Elementary Set Theory

Philip J. Erdelsky

July 20, 2010

Please e-mail comments, corrections and additions to the webmaster at pje@efgh.com.

1. Introduction

Most, if not all, of pure mathematics is couched in the language of sets. You may notice that this section contains many definitions and only a few theorems. However, even a definition can contain a lot of mathematical wisdom. It took mathematicians centuries to formulate some fundamental definitions.

A set is a collection of items considered as a whole. If there are only a few items, the set can be defined by listing them in braces. For example, the set A might be defined as follows:

A = {1,2,3}

The items in a set are called elements or members of the set. They are also said to belong to the set or to be in the set, and the set is said to contain them. The symbol ∈ is used to express this relationship -- a∈ A means a belongs to A, and a∉ A means a does not belong to A.

Two sets are equal if they contain exactly the same elements. That is, set A is equal to set B if every element of A is also an element of B, and every element of B is also an element of A. The order in which the elements of a set are listed in its definition is irrelevant. For example, the sets {1,2,3} and {3,2,1} are equal.

An element cannot belong to a set more than once. Therefore, when a set is defined by listing its elements, each element is listed only once.

A set that contains no elements is called the empty set, and is represented by the symbol ∅.

If every element of the set A is also an element of the set B, then A is said to be a subset of B, represented symbolically by A⊆ B, or B is said to include A. Every set is a subset of itself, and the empty set is a subset of every set.

If A⊆ B and there is at least one element of B that is not an element of A, then A is said to be a proper subset of B, represented symbolically by A⊂ B.

A subset is often defined by some property of its elements. For example, let A = {1,2,3,4,5,6}, and let B = {2,4,6}. Then B could be defined as the set of all elements of A which are even, or in symbols:

B ={x∈ A | x is even}.

Here the symbol | means "such that". The word "all" is understood. In some cases the set A may also be understood.

The intersection of any number of sets is the set of elements that they all have in common. For example, the intersection of {1,2,3,4,5}, {2,3,4,5,6,7,8,9} and {3,5,7,9} is {3,5}. It is clear that the intersection of a collection of sets is a subset of every set in the collection. The intersection of two sets A and B is represented symbolically by A∩B.

» **EXERCISE TASK 1**: In the set theory text, what does the symbol | mean?
The set theory text and the records are unrelated material.

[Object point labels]
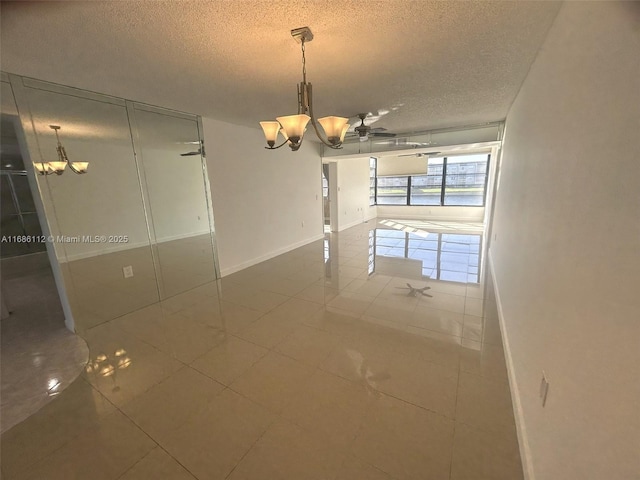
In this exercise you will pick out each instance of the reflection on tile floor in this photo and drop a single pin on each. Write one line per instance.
(304, 366)
(39, 356)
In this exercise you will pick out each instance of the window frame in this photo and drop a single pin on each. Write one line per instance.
(443, 186)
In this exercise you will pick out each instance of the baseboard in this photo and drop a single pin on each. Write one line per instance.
(254, 261)
(523, 442)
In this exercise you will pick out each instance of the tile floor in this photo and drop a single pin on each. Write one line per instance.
(311, 365)
(39, 357)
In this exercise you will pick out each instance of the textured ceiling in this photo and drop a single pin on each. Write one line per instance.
(429, 64)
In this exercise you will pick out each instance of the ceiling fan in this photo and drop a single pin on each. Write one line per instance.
(421, 154)
(363, 131)
(200, 150)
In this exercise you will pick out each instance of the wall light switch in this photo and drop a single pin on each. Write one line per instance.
(544, 388)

» **EXERCISE TASK 2**: In the records, change "drop" to "place" and leave everything else untouched. Give back only the lines from the one containing "of the window" through the last line of the records, both ends included.

» **RESULT 1**: It means "such that."

» **RESULT 2**:
In this exercise you will pick out each instance of the window frame in this photo and place a single pin on each. Write one line per instance.
(443, 186)
In this exercise you will pick out each instance of the baseboard in this photo and place a single pin on each. Write one line per instance.
(254, 261)
(523, 442)
In this exercise you will pick out each instance of the tile floor in this photo and place a single pin on each. Write one line per instance.
(311, 365)
(39, 357)
In this exercise you will pick out each instance of the textured ceiling in this photo and place a single pin on each. Write one line per instance.
(429, 64)
In this exercise you will pick out each instance of the ceiling fan in this photo and place a single pin on each. Write one line per instance.
(421, 154)
(363, 131)
(200, 150)
In this exercise you will pick out each instance of the wall light switch in this photo and place a single pin on each. Write one line per instance.
(544, 388)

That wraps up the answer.